◆ Source document:
%%

Go to the Multi-Camera Detection of Social Distancing component directory from the terminal by running the command:
cd $HOME/edge_insights_vision/Edge_Insights_for_Vision_<version>/RI_MultiCamera_Social_Distancing/mcss-covid19/
Where <version> is the Edge Insights for Vision version selected while downloading.
Step 2: Download the Input Video
The application works better with input feed in which cameras are placed at eye level angle.
Please download sample video at 1280x720 resolution and place it in the $HOME/edge_insights_vision/Edge_Insights_for_Vision_<version>/RI_MultiCamera_Social_Distancing/mcss-covid19/resources directory.
Where <version> is the Edge Insights for Vision version selected while downloading.
(Data set subject to this license. The terms and conditions of the dataset license apply. Intel® does not grant any rights to the data files.)
To use any other video, specify the path INPUT1 in the run.sh file inside the application directory.
The application also supports multi-video as input. The appropriate code with comments is available in the run.sh file inside the application directory.
INPUT1="${PWD}/../resources/<name_of_video_file>.mp4" MIN_SOCIAL_DIST1=<appropriate_minimum_social_distance_for_input1>
Where <appropriate_minimum_social_distance_for_input1> is measured in cm. 80 cm is recommended.
(Optional) Test with USB Camera
To test with a USB camera, specify the camera index in the run.sh file.
On Ubuntu, to list all available video devices, run the following command:
ls /dev/video*
For example, if the output of the command is /dev/video0, then make changes to the following variables such as INPUT1 and MIN_SOCIAL_DIST1 in the run.sh file inside the application folder.
INPUT1=/dev/video0 MIN_DIST1=<appropriate_minimum_social_distance_for_input1>
Step 3: Initialize Environment Variables
Run the following command to initialize OpenVINO™ environmental variables:
source /opt/intel/openvino_2022/setupvars.sh
Set no_proxy in the terminal under proxy network if it’s not set, using the command:
export no_proxy=localhost,127.0.0.1
Run the Application
Instructions in this tutorial are provided for three hardware configurations (CPU, GPU, and Intel® Vision Accelerator). Configure the application by modifying the DEVICE1 parameter.
- Change to the application directory:
cd application
- Inside the run.sh file, change the following parameters (if required):
PERSON_DETECTOR="${PWD}/../intel/person-detection-retail-0013/FP16/person-detection-retail-0013.xml" DEVICE1="<device>"
where <device> can be CPU, GPU, or HDDL (Intel® Vision Accelerator).
- Change the permissions for the run.sh file and run the script:
chmod +x run.sh ./run.sh
- Application parameters can be changed as per the requirements in the run.sh file.
- Initialization of GPU and Intel® Vision Accelerator might take some time for the inference to start.
Data Visualization on Grafana
- Navigate to localhost:3000 on your browser.
NOTE:If browser shows Unable to connect, then make sure Grafana service status is active using the command sudo service grafana-server status. If service is not active, then start the service by running the command sudo service grafana-server start in the terminal.

%%

◆ Study questions:
1. Translate this sentence from the social distancing setup guide into Spanish: "The application works better with input feed in which cameras are placed at eye level angle."
2. Rewrite the part of the social distancing setup guide between "- Change to" and "requirements in the run.sh file.", inclusive, renaming "run.sh" to "start.sh" throughout.

◆ Records provided:
%%

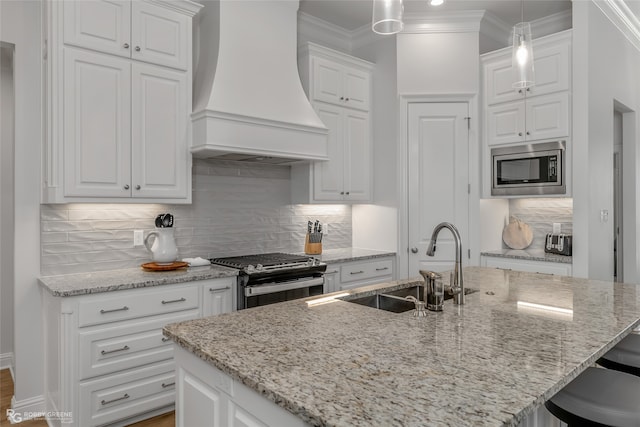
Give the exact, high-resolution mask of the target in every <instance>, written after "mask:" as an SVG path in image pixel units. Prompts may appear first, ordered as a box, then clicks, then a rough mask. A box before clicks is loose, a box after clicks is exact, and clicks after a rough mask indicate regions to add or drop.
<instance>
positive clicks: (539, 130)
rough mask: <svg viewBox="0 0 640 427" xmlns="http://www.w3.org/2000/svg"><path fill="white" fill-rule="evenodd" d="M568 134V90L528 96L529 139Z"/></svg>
mask: <svg viewBox="0 0 640 427" xmlns="http://www.w3.org/2000/svg"><path fill="white" fill-rule="evenodd" d="M568 135H569V94H568V93H567V92H561V93H553V94H550V95H542V96H535V97H531V98H527V135H526V138H527V140H530V141H533V140H537V139H547V138H562V137H565V136H568Z"/></svg>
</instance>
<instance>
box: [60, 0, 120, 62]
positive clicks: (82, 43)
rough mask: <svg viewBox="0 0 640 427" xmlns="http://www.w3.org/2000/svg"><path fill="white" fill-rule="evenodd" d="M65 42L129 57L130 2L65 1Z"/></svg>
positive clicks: (104, 51) (94, 0) (77, 0)
mask: <svg viewBox="0 0 640 427" xmlns="http://www.w3.org/2000/svg"><path fill="white" fill-rule="evenodd" d="M64 42H65V43H66V44H72V45H76V46H82V47H86V48H89V49H93V50H98V51H101V52H106V53H111V54H113V55H119V56H124V57H127V58H128V57H129V56H130V55H131V46H130V43H131V3H130V2H129V1H115V0H92V1H87V0H76V1H65V2H64Z"/></svg>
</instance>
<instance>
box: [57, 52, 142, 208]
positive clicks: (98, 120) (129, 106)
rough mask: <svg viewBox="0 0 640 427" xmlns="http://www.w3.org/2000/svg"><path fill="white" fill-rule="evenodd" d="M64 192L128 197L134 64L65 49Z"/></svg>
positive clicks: (104, 55)
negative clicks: (132, 68) (132, 96)
mask: <svg viewBox="0 0 640 427" xmlns="http://www.w3.org/2000/svg"><path fill="white" fill-rule="evenodd" d="M64 88H65V90H64V95H63V96H64V180H65V196H70V197H73V196H85V197H129V196H130V195H131V190H130V188H129V187H130V185H131V183H130V168H131V157H130V156H131V92H130V89H131V65H130V64H129V61H128V60H126V59H120V58H117V57H113V56H108V55H102V54H98V53H90V52H85V51H79V50H75V49H73V48H65V49H64Z"/></svg>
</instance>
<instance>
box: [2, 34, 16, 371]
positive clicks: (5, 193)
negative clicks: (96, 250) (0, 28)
mask: <svg viewBox="0 0 640 427" xmlns="http://www.w3.org/2000/svg"><path fill="white" fill-rule="evenodd" d="M14 99H15V98H14V96H13V46H0V194H2V197H0V368H2V369H4V368H7V367H10V368H11V369H13V224H14V221H13V140H14V128H13V121H14Z"/></svg>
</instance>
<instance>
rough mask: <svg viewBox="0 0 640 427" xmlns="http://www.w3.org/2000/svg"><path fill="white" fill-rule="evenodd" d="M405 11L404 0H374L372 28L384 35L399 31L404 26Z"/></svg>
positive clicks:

%%

◆ Results by task:
1. La aplicación funciona mejor con una señal de entrada en la que las cámaras están colocadas a la altura de los ojos.

2.
- Change to the application directory:
cd application
- Inside the start.sh file, change the following parameters (if required):
PERSON_DETECTOR="${PWD}/../intel/person-detection-retail-0013/FP16/person-detection-retail-0013.xml" DEVICE1="<device>"
where <device> can be CPU, GPU, or HDDL (Intel® Vision Accelerator).
- Change the permissions for the start.sh file and run the script:
chmod +x start.sh ./start.sh
- Application parameters can be changed as per the requirements in the start.sh file.